图像增强是在处理前对原始数据进行质量和信息量的提高。
常见的做法包括对比度增强、空间滤波、密度切片和FCC。
对比度增强或拉伸是通过线性变换扩大原有的灰度范围来实现的。
空间滤波改进了自然发生的线性特征,如断层、剪切带和轮廓线。
密度切片将连续的灰色调范围转换为一系列密度间隔,用单独的颜色或符号来表示不同的特征。
这里我们着重讲解对比度增强以及其中常用的三种方法:线性对比度展宽、非线性动态范围调整、灰度直方图均衡化 。
二、方法介绍
1.线性对比度展宽
目的:通过将亮暗差异(即对比度)扩大,来把人所关心的部分强调出来。
算法思想:f(i,j)为旧的位图矩阵函数,g(i,j)为新的位图矩阵函数。他们的对应关系如图所示。
代码如下(示例):
void linearContrastStretch(RGBQUAD** dataOfBmp_src, RGBQUAD** dataOfBmp_dst, DWORD width, DWORD height)

_给定数据_

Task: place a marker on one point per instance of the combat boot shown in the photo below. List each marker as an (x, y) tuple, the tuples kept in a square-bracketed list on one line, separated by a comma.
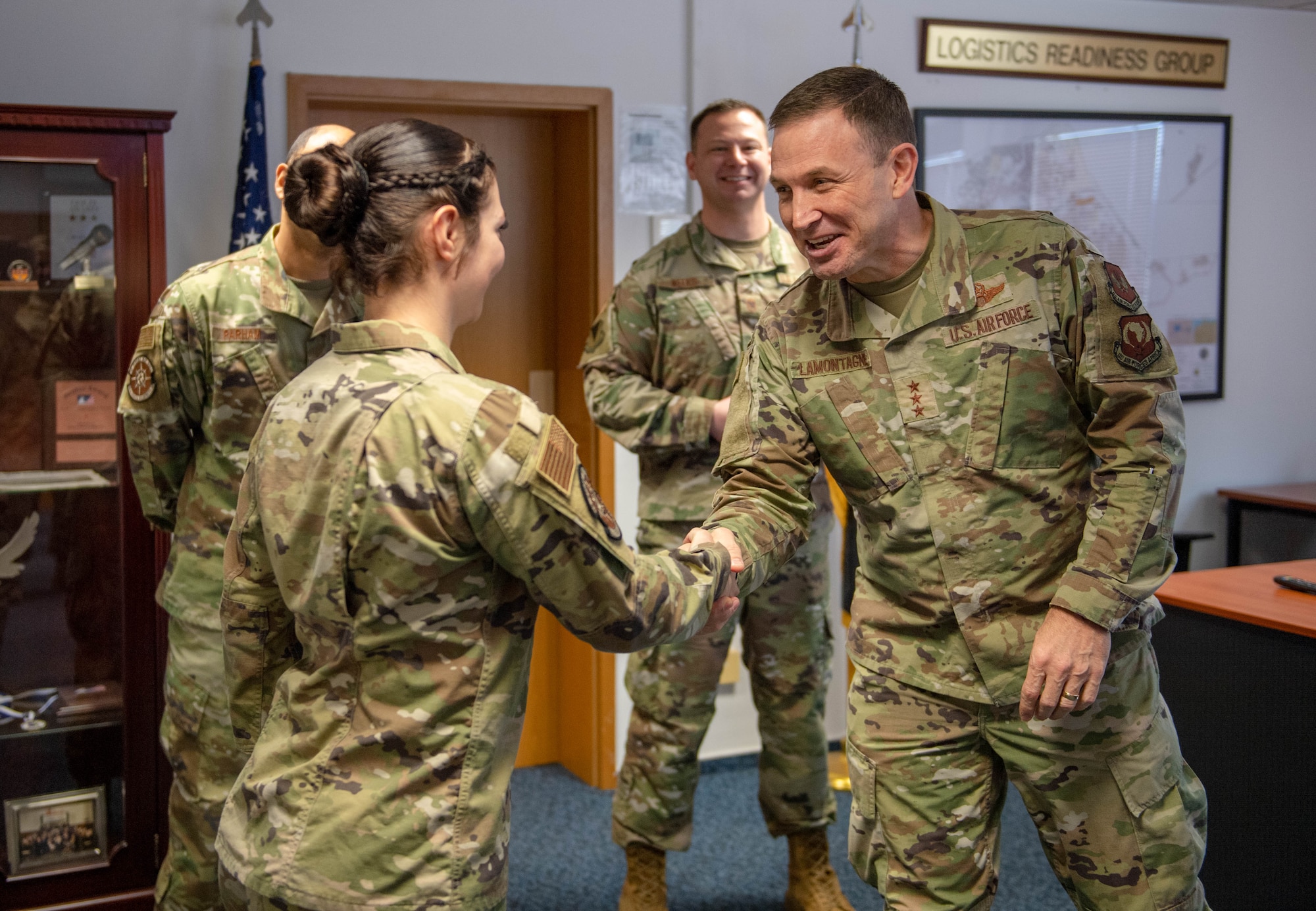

_任务列表_
- 1) 请把图像增强一文中从"常见的做法包括对比度增强、空间滤波、密度切片和FCC。"起一直到"数。他们的对应关系如图所示。"为止的全部内容原样复制出来。
- 2) 图像增强一文中,线性对比度展宽的目的是什么?
- 3) 请接着图像增强一文的最后一句往下续写。
上面的数据用不到。

_逐题解答_
- 1)
常见的做法包括对比度增强、空间滤波、密度切片和FCC。
对比度增强或拉伸是通过线性变换扩大原有的灰度范围来实现的。
空间滤波改进了自然发生的线性特征,如断层、剪切带和轮廓线。
密度切片将连续的灰色调范围转换为一系列密度间隔,用单独的颜色或符号来表示不同的特征。
这里我们着重讲解对比度增强以及其中常用的三种方法:线性对比度展宽、非线性动态范围调整、灰度直方图均衡化 。
二、方法介绍
1.线性对比度展宽
目的:通过将亮暗差异(即对比度)扩大,来把人所关心的部分强调出来。
算法思想:f(i,j)为旧的位图矩阵函数,g(i,j)为新的位图矩阵函数。他们的对应关系如图所示。

- 2) 通过扩大亮暗差异(即对比度),把人所关心的部分强调出来。

- 3)
{
double ka = 0.2,kb = 8,kc = 0.2;
int a = 60,b = 120;//范围不应过小
double ga = a*ka;
double gb = b*kb+ga;
for(DWORD i=0;i<height;i++)
for(DWORD j=0;j<width;j++)
{
//printf("%d ",dataOfBmp_dst[i][j].rgbRed);
if(dataOfBmp_src[i][j].rgbRed<a)
dataOfBmp_dst[i][j].rgbRed = (dataOfBmp_dst[i][j].rgbRed * ka + 0.5);
if(dataOfBmp_src[i][j].rgbGreen<a)
dataOfBmp_dst[i][j].rgbGreen = (dataOfBmp_dst[i][j].rgbGreen * ka + 0.5);
if(dataOfBmp_src[i][j].rgbBlue<a)
dataOfBmp_dst[i][j].rgbBlue = (dataOfBmp_dst[i][j].rgbBlue * ka + 0.5);
if(dataOfBmp_src[i][j].rgbRed >= b)
dataOfBmp_dst[i][j].rgbRed = (kc*(dataOfBmp_src[i][j].rgbRed-b) + gb + 0.5);
if(dataOfBmp_src[i][j].rgbGreen >= b)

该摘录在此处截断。